**PROBLEM DESCRIPTION**
What is the number of lines in the data that hold the string "could"? Reply with that number only.

□ □ □

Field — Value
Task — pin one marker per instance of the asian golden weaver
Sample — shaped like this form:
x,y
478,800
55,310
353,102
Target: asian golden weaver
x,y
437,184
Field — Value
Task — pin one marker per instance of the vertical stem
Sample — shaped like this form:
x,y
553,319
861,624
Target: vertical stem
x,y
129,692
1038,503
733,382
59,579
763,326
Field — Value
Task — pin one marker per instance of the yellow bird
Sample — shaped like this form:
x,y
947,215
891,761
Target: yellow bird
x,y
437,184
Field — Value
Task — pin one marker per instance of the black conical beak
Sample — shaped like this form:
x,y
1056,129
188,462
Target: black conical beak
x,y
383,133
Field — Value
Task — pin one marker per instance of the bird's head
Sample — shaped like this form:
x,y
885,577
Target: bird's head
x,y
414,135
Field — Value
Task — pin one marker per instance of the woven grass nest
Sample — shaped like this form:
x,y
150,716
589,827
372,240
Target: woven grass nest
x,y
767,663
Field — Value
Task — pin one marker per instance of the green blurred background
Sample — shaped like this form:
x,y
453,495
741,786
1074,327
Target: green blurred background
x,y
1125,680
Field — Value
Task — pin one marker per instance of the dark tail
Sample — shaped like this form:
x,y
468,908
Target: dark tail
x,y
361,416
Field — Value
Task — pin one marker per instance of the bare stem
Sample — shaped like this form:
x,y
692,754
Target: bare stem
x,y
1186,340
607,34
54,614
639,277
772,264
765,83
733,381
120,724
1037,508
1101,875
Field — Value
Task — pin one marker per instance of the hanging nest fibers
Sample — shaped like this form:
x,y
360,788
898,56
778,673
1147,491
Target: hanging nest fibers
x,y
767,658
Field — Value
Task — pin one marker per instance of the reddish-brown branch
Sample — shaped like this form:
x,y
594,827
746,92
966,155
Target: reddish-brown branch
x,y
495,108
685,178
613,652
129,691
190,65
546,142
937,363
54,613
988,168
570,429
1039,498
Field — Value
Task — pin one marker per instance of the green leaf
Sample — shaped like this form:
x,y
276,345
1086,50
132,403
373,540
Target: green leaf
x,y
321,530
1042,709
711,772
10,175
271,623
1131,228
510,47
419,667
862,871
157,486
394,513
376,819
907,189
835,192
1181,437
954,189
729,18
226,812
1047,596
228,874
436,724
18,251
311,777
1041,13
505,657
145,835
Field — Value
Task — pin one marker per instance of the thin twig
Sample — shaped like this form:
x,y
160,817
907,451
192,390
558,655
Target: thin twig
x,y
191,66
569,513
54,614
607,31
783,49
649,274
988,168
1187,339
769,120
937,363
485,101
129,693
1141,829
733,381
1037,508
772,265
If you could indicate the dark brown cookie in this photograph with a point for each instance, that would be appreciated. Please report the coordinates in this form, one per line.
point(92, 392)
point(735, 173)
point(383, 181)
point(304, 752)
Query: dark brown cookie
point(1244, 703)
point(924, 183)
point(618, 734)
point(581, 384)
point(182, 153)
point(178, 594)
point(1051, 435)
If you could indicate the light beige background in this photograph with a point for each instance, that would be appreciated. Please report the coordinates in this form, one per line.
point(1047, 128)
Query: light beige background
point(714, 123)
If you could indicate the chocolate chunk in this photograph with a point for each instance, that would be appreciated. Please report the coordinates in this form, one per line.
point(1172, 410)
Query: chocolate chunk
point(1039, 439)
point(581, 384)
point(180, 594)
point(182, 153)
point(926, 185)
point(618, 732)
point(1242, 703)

□ □ □

**RESPONSE AREA**
3